Reproduce the part of the bionic pancreas article below, beginning at the words "In the medical" and stopping after "Type 1 diabetes.".

Start of Source passage

Travel nursing technology news: Bionic pancreas proves real-world use

In the medical field, healthcare staffing professionals witness leaps and bounds in medical technology every year. Now, technology-controlled organs are no longer just a page out of a fiction novel. The “bionic pancreas,” a device that employs a sophisticated computer program which works together with several diabetes management devices, successfully managed blood sugar levels in its first real-world trials on children and adults with Type 1 diabetes.

A day in the life of diabetes patients often entails insulin injections throughout the day, constant monitoring of glucose levels and carefully planning every single meal they eat. For many, it is a heavy burden. However, the device eliminated such concerns, finally offering a glimpse at a normal life for people with Type 1 diabetes, often called juvenile diabetes.

“[E]veryone in the trial said that burden was all lifted,” study senior author Edward Damiano, an associate professor of biomedical engineering at Boston University and a father of a 15-year-old son with Type 1 diabetes, told HealthDay. “The device is inherently automated – it’s diabetes without the numbers.”

As travel nursing professionals know, diabetes is an autoimmune disease that occurs when the body mistakenly destroys pancreatic cells that produce hormones insulin and glucagon that control blood sugar. In turn, the body is unable to keep the level of energy-providing glucose from becoming dangerously high or low. To counter this, patients with Type 1 must replace insulin through injections or a tiny catheter attached to an insulin pump.

End of Source passage
Start of Study material

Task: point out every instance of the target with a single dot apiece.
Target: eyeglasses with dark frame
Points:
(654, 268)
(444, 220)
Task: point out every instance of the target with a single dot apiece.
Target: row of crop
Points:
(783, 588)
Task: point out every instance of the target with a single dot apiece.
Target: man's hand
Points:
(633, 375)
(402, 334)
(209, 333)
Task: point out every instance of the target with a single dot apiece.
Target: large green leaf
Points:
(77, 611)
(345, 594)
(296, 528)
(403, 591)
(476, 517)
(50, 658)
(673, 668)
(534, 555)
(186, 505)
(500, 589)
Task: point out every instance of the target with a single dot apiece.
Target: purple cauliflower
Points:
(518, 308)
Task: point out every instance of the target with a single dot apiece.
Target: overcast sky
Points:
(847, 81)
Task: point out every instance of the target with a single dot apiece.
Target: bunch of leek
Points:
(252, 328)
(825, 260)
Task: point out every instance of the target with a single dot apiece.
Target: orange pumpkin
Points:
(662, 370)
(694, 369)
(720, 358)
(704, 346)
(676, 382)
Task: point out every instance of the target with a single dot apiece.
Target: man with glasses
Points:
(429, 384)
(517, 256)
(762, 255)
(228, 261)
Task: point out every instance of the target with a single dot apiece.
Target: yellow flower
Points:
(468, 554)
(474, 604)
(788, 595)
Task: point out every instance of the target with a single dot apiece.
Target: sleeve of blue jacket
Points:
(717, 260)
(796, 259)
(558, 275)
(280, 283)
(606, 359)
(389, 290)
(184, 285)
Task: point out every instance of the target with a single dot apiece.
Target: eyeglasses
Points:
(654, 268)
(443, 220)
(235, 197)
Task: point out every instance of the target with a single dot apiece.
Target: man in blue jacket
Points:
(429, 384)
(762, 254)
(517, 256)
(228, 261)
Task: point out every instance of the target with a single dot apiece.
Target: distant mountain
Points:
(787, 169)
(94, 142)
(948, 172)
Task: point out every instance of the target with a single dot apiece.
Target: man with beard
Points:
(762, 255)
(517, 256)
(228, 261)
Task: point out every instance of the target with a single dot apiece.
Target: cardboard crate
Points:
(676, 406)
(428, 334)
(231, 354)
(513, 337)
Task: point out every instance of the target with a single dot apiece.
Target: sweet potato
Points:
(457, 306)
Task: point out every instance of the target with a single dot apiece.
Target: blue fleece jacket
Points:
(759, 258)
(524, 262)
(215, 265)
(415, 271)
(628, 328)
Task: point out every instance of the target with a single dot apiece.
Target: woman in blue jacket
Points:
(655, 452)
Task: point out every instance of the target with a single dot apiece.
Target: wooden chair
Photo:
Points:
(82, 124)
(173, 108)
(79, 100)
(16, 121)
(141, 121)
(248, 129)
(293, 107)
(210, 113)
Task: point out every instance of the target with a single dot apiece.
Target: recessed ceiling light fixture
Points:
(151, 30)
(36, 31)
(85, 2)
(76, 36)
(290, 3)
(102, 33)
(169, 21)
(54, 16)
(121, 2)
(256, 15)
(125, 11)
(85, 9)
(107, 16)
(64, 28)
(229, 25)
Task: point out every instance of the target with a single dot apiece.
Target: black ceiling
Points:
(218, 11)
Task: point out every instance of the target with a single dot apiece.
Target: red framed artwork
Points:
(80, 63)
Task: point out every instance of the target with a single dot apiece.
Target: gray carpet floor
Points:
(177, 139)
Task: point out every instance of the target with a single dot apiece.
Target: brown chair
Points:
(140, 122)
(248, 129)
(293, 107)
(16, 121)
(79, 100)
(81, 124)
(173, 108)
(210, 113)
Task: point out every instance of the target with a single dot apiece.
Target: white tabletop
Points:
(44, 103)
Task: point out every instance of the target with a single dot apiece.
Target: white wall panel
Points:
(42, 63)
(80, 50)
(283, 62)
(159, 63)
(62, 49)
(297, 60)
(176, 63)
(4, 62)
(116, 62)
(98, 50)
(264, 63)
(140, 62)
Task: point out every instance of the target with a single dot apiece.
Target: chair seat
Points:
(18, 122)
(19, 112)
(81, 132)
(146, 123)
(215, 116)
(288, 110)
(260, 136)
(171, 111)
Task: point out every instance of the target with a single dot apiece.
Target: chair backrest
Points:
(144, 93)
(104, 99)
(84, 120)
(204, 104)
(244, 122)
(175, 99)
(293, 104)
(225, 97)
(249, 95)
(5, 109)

End of Study material

▸ **Your solution**:
In the medical field, healthcare staffing professionals witness leaps and bounds in medical technology every year. Now, technology-controlled organs are no longer just a page out of a fiction novel. The “bionic pancreas,” a device that employs a sophisticated computer program which works together with several diabetes management devices, successfully managed blood sugar levels in its first real-world trials on children and adults with Type 1 diabetes.